### Bloco de texto:
Inclusão na dança: artistas surdos superam os limites da deficiência e se apresentam dançando


Por Amanda Batista Publicado 01/10/2023 às 17h02 Atualizado 19/02/2024 às 01h00

A música tem o dom de acompanhar as pessoas nos mais diversos momentos. Seja para animar um dia triste ou aliviar o estresse do cotidiano, é inegável que ela mexe com as nossas emoções. Mas, se para as pessoas que podem ouvir uma música já é difícil definir o seu poder sobre elas, jovens surdos de Paranaguá mostram que o poder de uma canção, de um ritmo, vai bem além da capacidade de escutar com os ouvidos; elas chegam à alma por meio de outros sentidos. Em Paranaguá, a homenagem do Dia Nacional do Surdo, comemorado no dia 26 de setembro, foi diferente e emocionante. Na última quarta-feira (27), o auditório do Instituto Superior do Litoral do Paraná (ISULPAR) foi o palco para apresentações de ballet e breaking de artistas surdos.

A bailarina Clarice Vitória Serafim, de 19 anos, foi uma das protagonistas da noite. Junto à Cia de Ballet Inclusivo Kingdom, liderada pela mãe, Adriana Serafim, ela venceu a timidez e se apresentou com o grupo de dança.

### Trecho dos dados:

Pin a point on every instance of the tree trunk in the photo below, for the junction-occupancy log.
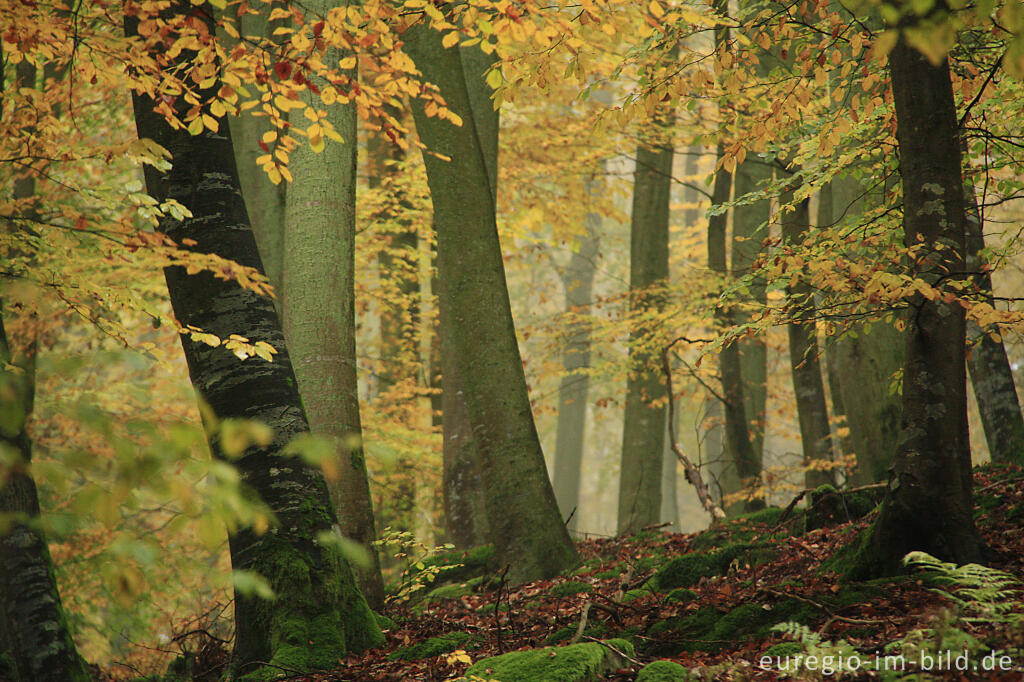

### Enunciado A:
No texto sobre os artistas surdos de Paranaguá, onde aconteceram as apresentações de ballet e breaking?
### Enunciado B:
Dê a continuação do texto sobre os artistas surdos de Paranaguá a partir da última frase.
Os dados acima vêm de outra fonte.

### Resposta esperada A:
No auditório do Instituto Superior do Litoral do Paraná (ISULPAR).

### Resposta esperada B:
Em libras, Clarice conta que durante quase toda a vida teve muita vergonha de dançar e não se aceitava completamente por causa da surdez e da paralisia cerebral. No entanto, tudo mudou depois que duas colegas ouvintes da Cia e algumas professoras do Instituto Estadual de Educação Doutor Caetano Munhoz Rocha aprenderam a língua de sinais para conversar com ela.

Além de ser surda, também tenho paralisia cerebral, o que causa algumas limitações. Às vezes, não consigo me soltar totalmente, mas aos poucos estou me aceitando e conseguindo aprender. Minhas amigas e professoras me encorajaram a não sentir vergonha e a aproveitar o momento. Então, comecei a treinar em casa e na igreja, e hoje estou cada dia melhor”, conta a jovem.

Clarice dança ballet há cerca de um ano e conta que dança ajudou a se aceitar e superar a timidez. Foto: Rafael Pinheiro/ JB Litoral.


Sentir a música pelas vibrações


O dançarino de breaking Robert Souza Bahia, de 25 anos, também brilhou no palco do Isulpar. Na conversa em libras com o JB Litoral, ele conta que desde que era criança nunca via pessoas surdas ou com deficiência dançando, apenas pessoas ouvintes. Foi somente quando conheceu o projeto do professor Fabrício Fonseca, intérprete de Libras, que ele deu uma chance para a dança.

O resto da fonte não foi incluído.